(Location entries)

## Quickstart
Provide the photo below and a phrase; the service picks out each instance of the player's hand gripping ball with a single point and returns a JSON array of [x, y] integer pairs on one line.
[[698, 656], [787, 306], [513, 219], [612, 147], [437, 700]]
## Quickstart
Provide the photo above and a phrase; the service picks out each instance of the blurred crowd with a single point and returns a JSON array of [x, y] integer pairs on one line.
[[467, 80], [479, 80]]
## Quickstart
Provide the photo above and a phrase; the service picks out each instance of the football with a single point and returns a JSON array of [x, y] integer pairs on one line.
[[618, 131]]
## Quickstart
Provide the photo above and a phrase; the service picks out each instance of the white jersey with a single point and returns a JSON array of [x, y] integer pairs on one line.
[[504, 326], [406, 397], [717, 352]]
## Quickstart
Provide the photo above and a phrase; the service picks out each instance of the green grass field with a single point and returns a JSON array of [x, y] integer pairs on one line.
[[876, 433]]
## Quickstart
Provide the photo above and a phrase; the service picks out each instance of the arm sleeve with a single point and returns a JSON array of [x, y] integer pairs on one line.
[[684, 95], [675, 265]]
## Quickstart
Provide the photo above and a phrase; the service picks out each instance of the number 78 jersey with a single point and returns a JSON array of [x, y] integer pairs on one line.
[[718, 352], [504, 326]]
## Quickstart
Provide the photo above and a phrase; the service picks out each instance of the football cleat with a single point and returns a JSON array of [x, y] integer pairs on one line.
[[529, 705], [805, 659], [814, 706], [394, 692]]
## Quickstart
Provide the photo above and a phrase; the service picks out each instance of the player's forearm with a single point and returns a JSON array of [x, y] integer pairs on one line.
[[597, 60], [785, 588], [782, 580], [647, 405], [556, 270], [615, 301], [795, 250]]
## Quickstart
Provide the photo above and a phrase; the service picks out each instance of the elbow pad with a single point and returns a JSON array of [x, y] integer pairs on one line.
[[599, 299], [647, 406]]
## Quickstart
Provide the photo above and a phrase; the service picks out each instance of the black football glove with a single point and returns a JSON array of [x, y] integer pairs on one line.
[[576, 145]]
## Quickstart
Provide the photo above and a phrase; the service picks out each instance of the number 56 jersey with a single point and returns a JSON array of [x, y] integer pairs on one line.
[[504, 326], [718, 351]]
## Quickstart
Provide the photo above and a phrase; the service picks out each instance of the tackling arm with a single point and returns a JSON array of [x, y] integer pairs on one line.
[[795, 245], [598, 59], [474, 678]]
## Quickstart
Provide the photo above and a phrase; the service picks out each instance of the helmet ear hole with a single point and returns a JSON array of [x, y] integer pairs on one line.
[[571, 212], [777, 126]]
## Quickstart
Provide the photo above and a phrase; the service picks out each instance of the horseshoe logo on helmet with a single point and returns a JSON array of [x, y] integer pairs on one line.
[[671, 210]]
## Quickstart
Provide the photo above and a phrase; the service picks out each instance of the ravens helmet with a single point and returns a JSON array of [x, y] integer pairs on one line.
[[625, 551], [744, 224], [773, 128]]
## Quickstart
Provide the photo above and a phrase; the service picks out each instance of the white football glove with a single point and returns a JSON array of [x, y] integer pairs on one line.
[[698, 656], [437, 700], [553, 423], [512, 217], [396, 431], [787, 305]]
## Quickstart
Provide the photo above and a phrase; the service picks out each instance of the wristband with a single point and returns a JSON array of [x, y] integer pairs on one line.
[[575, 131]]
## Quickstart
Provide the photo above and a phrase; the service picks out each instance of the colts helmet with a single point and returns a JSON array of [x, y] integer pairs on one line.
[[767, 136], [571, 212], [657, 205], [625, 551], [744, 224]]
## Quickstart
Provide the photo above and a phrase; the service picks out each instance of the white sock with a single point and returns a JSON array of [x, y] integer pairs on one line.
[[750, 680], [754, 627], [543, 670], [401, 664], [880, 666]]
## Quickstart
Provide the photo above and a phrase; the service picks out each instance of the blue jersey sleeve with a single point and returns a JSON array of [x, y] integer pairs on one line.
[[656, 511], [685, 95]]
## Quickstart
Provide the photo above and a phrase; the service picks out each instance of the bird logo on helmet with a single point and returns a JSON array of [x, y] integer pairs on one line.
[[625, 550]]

**Directions for this task**
Copy the lines above word for word.

**Result of the task**
## Quickstart
Provide the photo below and a phrase; the service picks out each instance of the player's hand gripping ball with a single point and returns a JSON array of [x, y] integer pairs on one line.
[[698, 656], [787, 306], [513, 219], [612, 147], [437, 700]]
## Quickstart
Provide the photo above and a phrase; the service picks out each instance of the blurred crowd with a single point and returns a JSON array of [x, y] integer pairs on one line.
[[467, 80], [479, 80]]
## Quickstart
Provide the photo above and a phrase; the service picks out each instance of the football with a single point and returns a JSON array of [x, y] integer pairs on one line.
[[618, 131]]
## Quickstart
Provide the photo above and a phrase; the service picks out each instance of the white jersey with a single point and returns a JSON array of [x, y] integer pairs on one line.
[[504, 326], [406, 397], [717, 352]]
## Quickstart
Provide the photo above and a phrase; the service picks out each instance of the green grass field with a single point and returns a JSON array of [x, y] integer pairs on one line.
[[876, 433]]
## Quickstart
Provide the photo above and a phrase; the service picks out each instance of the arm sleeve with a single point and returns a JSON array of [x, y] integer pairs on one line.
[[684, 95], [675, 265]]
## Quickstart
Provide the photo above and a phrase; the service picks out each instance of the number 78 jersey with a single point and returns a JSON array of [x, y] integer pairs on one line.
[[718, 352], [504, 326]]
## Quickstart
Provide the photo above and a phrase; the service picks out each instance of the football cleat with a single point and returns a JSON array of [x, y] integer pairs on one line.
[[529, 705], [805, 659], [814, 706], [394, 692]]
## Quickstart
Provide the photo above and a phrase; the service picks out each instance of the player's forearm with a single point and returns a JSON array of [x, y] integer pairs on one line.
[[597, 60], [785, 588], [782, 580], [647, 405], [556, 270], [615, 301], [795, 250]]
## Quickstart
Provide the photo above and a phrase; the service picks out each instance of the elbow pad with a single point and returns a JSON array of [x, y] integer pairs on one line.
[[599, 299], [647, 406]]
## Quickstart
Provide the photo above and a phrase; the service picks out each instance of the black football glove with a single point and returns a JSON array of [x, y] integer pairs on one line.
[[576, 145]]
## Quickstart
Provide the photo above and a phrase; the service picks out each instance of the number 56 jersey with a single point and returns a JSON array of [x, y] integer pairs on one line.
[[504, 326], [718, 351]]
## Quickstart
Provide the photo above and a phrase; the service picks out each instance of the tackling arm with a single point and returns a JSON array of [x, y] integer pairs on one line.
[[795, 245], [598, 59], [474, 678]]
## Quickstart
Provide the photo above and a phrase; the service picks out each instance of the helmet ear hole with a single point and returns a JSON array of [x, y] integer pairs on one line.
[[571, 212], [777, 126]]
## Quickstart
Provide the photo above and a phrase; the service picks out each instance of the horseshoe logo on helmet with a single point and returns a JSON array of [x, y] integer pairs on one line.
[[671, 210]]
## Quickstart
Provide the photo above and a phrase; the service picks out each instance of the ravens helmet with a single point and returns a JSON array of [x, y] integer pairs on one line.
[[625, 551], [744, 224], [773, 128]]
## Quickstart
Provide the photo above and a phrase; the service picks out each instance of the white football glove with a single point and returns a JSON array of [x, y] integer pairs on one line.
[[698, 656], [437, 700], [553, 423], [512, 217], [396, 431], [787, 305]]
## Quickstart
Provide the photo above and a phrase; the service picks out each instance of the wristband with a single point and returns a JSON array of [x, y] integer pairs on one line.
[[575, 131]]
## Quickstart
Provide the photo above and a phrase; the service picks out each instance of the colts helmet with a single point and returns a JSON array of [x, y] integer pairs on one line.
[[767, 136], [571, 212], [657, 205], [625, 551], [744, 224]]
## Quickstart
Provide the photo above and a phrase; the service picks out each instance of the white sock with a single point and returns a JSON array of [x, y] integer pairs on one line.
[[750, 680], [754, 627], [543, 670], [401, 664], [880, 666]]
## Quickstart
Provide the photo above and a phrase; the service picks out each instance of the blue jersey sleeve with a single point and returns a JSON array of [x, y] integer pairs on one line.
[[656, 511], [685, 95]]
## Quickstart
Provide the photo above and a phrase; the service picks out each instance of the bird logo on helmet with a single point and returns a JSON array of [x, y] integer pairs on one line.
[[625, 550]]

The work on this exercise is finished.